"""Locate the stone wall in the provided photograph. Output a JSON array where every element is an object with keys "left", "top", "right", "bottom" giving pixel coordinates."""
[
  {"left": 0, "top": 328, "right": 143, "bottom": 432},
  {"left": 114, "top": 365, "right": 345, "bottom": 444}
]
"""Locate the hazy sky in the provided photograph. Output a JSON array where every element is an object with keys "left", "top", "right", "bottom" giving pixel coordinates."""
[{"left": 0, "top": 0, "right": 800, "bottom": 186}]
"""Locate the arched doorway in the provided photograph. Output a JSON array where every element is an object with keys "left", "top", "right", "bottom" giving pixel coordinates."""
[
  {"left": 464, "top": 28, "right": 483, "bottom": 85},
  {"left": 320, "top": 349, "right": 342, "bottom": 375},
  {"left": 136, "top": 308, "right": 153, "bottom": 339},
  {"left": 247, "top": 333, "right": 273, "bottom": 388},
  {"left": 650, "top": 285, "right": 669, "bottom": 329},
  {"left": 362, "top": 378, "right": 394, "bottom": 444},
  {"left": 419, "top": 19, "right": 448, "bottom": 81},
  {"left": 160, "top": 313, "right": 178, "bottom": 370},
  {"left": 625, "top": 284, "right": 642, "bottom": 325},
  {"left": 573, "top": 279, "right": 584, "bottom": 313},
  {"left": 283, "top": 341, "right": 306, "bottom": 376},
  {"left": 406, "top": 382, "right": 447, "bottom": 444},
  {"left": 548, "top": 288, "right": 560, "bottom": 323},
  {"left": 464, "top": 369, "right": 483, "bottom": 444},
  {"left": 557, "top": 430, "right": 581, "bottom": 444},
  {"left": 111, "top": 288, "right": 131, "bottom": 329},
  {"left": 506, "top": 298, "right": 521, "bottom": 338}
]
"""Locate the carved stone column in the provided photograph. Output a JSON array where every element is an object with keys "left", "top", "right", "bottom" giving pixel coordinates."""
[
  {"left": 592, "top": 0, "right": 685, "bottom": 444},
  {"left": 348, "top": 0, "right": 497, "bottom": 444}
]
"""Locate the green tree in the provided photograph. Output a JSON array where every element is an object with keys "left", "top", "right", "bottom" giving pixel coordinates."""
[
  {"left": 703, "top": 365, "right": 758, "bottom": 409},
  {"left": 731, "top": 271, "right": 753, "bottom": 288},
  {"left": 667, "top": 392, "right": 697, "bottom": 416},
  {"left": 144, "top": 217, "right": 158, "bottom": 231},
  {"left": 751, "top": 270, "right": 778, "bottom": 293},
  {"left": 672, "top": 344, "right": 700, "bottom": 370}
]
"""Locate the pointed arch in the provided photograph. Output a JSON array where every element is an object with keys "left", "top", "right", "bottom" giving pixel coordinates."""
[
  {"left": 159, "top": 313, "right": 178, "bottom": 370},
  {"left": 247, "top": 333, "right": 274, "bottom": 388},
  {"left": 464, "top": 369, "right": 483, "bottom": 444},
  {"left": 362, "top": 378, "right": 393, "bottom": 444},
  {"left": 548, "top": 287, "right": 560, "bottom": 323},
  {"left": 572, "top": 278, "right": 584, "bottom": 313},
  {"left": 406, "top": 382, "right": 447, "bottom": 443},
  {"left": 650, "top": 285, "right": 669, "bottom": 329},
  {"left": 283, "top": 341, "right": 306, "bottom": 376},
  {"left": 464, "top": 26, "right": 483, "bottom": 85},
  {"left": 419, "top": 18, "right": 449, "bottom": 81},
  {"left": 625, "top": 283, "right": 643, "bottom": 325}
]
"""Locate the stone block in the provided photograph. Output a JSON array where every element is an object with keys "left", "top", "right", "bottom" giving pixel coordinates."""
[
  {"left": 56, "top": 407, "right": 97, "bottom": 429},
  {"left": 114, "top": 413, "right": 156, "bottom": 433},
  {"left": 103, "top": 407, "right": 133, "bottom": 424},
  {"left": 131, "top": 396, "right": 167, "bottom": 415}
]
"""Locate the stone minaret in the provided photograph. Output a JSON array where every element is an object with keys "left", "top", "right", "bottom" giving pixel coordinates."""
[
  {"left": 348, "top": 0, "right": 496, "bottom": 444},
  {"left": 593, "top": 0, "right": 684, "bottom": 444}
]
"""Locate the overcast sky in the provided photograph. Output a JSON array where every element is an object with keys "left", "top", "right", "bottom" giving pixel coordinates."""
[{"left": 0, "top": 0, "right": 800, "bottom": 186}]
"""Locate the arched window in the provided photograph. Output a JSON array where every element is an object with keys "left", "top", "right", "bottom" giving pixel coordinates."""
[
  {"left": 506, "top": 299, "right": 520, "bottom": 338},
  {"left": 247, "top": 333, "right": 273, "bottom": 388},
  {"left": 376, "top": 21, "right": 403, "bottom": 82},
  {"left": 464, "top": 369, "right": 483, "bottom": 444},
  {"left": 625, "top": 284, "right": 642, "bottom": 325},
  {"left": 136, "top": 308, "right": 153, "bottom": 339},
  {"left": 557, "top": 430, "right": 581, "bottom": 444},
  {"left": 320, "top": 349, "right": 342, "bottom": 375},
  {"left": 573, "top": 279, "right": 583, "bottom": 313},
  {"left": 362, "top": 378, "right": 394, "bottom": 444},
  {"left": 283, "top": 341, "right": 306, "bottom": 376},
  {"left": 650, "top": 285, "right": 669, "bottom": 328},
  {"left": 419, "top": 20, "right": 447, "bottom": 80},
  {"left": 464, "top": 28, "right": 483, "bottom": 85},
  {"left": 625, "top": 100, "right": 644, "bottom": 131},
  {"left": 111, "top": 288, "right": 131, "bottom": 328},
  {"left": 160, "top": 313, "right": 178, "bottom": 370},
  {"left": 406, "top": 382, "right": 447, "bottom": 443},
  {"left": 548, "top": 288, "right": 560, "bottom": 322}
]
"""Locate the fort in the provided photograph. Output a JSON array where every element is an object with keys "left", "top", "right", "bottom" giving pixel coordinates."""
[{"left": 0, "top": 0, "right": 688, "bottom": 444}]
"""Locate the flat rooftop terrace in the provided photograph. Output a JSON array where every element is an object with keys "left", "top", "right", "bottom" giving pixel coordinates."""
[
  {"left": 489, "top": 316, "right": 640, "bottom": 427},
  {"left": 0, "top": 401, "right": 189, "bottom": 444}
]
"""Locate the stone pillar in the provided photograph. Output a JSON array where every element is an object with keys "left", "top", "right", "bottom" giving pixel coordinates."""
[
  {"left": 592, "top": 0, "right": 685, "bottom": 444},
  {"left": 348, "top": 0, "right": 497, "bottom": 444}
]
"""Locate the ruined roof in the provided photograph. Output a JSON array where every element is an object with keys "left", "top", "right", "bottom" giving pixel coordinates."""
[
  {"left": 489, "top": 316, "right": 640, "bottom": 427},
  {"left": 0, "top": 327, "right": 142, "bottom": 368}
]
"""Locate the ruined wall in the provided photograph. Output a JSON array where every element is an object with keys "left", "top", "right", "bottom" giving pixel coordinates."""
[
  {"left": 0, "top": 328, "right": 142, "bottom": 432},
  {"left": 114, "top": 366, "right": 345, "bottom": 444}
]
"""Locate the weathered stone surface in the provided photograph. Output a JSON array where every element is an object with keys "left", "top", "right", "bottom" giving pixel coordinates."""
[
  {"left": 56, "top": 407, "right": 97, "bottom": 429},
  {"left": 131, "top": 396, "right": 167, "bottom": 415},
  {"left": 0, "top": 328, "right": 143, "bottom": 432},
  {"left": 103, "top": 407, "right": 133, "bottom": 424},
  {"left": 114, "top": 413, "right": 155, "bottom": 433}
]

(作業内容) 上のエントリから、文字列「stone」を含む行をすべて抜き出して返してください。大文字と小文字は区別します。

(正しい出力)
"""Locate the stone wall in the provided photograph. Output a JSON array where every element is an object with keys "left", "top", "right", "bottom" giving pixel coordinates."""
"""Locate the carved stone column in the provided photograph. Output a JSON array where every element is an object with keys "left", "top", "right", "bottom" giving pixel coordinates."""
"""Locate the stone block in the provided photograph. Output a JSON array where every element is an object with keys "left", "top", "right", "bottom" giving pixel coordinates."""
"""Locate the stone minaret in the provided photograph. Output a JSON array where every element is an object with keys "left", "top", "right", "bottom" giving pixel coordinates."""
"""Locate the stone pillar in the provided photograph. Output a JSON array where every element is an object with keys "left", "top", "right", "bottom" giving pixel coordinates."""
"""Locate the weathered stone surface in the provided photograph. Output a JSON array where every element is an object with keys "left", "top", "right", "bottom" giving pixel coordinates."""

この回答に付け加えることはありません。